* Required work *
Retype, exactly and only, each line from the one containing "Could you locate every office ceiling" to the end of the records below.

* Records provided *
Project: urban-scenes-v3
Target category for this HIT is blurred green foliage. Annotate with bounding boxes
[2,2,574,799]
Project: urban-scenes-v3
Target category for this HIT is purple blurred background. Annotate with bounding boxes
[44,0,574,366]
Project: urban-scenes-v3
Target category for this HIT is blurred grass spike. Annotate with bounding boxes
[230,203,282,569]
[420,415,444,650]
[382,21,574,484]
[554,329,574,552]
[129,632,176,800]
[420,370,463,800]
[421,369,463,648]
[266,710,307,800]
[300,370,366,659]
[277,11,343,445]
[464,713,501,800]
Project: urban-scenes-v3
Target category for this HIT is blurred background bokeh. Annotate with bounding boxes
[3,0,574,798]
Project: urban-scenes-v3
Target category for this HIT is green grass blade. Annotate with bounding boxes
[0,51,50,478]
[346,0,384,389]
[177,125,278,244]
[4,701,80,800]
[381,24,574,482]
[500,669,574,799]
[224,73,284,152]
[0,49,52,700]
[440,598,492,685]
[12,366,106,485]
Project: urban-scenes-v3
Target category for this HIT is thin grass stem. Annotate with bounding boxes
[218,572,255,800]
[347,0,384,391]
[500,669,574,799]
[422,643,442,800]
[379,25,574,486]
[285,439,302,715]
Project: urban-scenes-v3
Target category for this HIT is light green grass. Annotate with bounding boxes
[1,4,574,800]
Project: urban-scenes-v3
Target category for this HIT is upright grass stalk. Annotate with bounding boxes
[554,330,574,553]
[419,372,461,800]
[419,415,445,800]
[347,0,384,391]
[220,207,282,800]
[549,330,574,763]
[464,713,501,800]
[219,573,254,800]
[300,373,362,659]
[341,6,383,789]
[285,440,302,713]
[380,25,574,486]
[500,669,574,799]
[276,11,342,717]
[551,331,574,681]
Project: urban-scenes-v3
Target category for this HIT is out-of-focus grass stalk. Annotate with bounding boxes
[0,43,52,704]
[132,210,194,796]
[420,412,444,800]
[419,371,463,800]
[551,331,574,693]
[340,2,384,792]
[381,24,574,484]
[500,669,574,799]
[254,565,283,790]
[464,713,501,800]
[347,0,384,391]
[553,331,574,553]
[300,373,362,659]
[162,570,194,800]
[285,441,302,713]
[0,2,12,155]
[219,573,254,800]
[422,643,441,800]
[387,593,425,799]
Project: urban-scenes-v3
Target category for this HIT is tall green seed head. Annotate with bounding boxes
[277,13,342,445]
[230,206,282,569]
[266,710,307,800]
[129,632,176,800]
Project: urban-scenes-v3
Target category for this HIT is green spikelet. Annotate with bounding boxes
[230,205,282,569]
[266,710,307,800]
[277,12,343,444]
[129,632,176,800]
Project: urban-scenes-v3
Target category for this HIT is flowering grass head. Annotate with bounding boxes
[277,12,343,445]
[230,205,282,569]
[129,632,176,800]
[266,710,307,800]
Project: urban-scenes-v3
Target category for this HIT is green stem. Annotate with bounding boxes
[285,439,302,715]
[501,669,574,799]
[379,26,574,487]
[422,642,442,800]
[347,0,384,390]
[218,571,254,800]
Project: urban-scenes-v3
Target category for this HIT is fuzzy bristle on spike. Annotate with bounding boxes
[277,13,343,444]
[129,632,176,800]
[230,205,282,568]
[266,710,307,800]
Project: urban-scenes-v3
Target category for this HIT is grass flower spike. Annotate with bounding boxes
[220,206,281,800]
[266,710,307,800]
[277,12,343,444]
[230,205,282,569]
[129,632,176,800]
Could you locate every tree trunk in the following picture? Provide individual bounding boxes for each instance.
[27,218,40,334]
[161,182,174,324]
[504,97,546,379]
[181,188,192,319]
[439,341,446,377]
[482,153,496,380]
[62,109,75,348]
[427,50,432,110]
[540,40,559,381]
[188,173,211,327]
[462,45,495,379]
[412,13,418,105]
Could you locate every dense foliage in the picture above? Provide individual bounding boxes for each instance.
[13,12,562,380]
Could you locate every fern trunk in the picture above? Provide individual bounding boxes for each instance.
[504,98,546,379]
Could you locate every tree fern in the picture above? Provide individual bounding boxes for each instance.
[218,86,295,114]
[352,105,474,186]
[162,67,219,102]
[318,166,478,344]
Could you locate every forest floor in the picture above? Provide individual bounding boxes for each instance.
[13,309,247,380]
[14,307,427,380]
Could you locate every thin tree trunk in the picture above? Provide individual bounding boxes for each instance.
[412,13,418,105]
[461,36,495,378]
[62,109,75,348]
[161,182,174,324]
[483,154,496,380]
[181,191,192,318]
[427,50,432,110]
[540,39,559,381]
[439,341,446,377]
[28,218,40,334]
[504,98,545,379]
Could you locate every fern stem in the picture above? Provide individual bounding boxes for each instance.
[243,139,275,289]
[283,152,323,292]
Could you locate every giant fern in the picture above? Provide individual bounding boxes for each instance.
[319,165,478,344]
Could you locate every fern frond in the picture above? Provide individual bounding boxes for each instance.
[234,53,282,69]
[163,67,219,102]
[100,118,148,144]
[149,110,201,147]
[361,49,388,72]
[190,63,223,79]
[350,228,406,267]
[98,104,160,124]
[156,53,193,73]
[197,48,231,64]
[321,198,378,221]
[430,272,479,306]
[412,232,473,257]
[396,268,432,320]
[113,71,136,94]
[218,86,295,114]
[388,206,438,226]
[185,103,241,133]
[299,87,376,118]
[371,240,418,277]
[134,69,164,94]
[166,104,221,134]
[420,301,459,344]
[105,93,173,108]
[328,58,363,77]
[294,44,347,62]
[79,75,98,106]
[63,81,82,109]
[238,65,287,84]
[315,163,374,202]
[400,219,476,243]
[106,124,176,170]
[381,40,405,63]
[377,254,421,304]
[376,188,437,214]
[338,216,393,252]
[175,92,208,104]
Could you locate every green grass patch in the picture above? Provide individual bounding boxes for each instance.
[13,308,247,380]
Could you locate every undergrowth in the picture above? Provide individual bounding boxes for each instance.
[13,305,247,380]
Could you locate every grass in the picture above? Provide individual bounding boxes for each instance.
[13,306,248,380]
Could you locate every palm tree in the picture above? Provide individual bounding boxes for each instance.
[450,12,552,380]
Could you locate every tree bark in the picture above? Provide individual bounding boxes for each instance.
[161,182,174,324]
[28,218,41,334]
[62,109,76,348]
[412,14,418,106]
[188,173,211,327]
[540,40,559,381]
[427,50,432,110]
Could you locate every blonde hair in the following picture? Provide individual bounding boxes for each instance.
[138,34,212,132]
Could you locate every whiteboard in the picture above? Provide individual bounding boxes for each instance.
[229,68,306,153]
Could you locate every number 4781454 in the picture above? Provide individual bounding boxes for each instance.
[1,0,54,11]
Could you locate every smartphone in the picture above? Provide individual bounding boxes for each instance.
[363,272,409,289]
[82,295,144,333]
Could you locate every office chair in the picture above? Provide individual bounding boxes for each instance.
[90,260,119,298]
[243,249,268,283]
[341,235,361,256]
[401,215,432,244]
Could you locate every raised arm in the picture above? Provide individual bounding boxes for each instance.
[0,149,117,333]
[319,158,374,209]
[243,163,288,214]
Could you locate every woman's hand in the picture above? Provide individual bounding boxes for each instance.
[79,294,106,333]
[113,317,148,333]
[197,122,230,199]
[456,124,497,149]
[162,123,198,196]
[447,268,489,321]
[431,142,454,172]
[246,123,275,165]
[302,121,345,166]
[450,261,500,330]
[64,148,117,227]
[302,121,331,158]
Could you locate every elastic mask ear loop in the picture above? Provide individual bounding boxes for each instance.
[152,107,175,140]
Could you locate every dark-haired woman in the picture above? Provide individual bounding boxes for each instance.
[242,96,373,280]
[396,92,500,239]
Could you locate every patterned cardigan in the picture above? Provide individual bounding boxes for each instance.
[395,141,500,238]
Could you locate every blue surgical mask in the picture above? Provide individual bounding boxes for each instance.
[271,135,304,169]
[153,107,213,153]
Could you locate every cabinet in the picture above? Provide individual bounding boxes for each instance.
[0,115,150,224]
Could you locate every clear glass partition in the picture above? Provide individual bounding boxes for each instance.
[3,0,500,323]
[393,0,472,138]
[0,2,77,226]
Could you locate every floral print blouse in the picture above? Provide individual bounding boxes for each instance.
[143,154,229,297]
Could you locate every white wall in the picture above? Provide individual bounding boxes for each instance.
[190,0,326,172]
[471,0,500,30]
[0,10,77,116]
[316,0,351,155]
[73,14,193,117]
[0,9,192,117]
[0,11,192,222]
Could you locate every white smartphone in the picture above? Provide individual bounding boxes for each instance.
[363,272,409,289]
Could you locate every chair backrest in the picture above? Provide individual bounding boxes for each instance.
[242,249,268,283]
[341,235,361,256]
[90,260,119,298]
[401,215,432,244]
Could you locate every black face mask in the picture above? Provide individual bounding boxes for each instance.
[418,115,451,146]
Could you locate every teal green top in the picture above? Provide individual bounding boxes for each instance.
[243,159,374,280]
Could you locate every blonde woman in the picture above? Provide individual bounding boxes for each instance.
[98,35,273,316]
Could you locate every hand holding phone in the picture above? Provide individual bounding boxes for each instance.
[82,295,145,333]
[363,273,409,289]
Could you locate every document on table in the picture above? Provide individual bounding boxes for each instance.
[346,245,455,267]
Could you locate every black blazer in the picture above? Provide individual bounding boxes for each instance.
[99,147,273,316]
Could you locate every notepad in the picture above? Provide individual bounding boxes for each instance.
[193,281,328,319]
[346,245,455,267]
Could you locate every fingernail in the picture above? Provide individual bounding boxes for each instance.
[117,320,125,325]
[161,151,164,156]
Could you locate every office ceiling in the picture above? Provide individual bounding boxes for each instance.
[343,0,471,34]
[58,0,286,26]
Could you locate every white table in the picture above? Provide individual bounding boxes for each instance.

* Answer to the problem *
Could you locate every office ceiling in the picture above? Provide individual bounding boxes for each instance.
[343,0,471,34]
[58,0,286,26]
Could you locate every white table in the picture above? Provide individual bounding boxes for each instance.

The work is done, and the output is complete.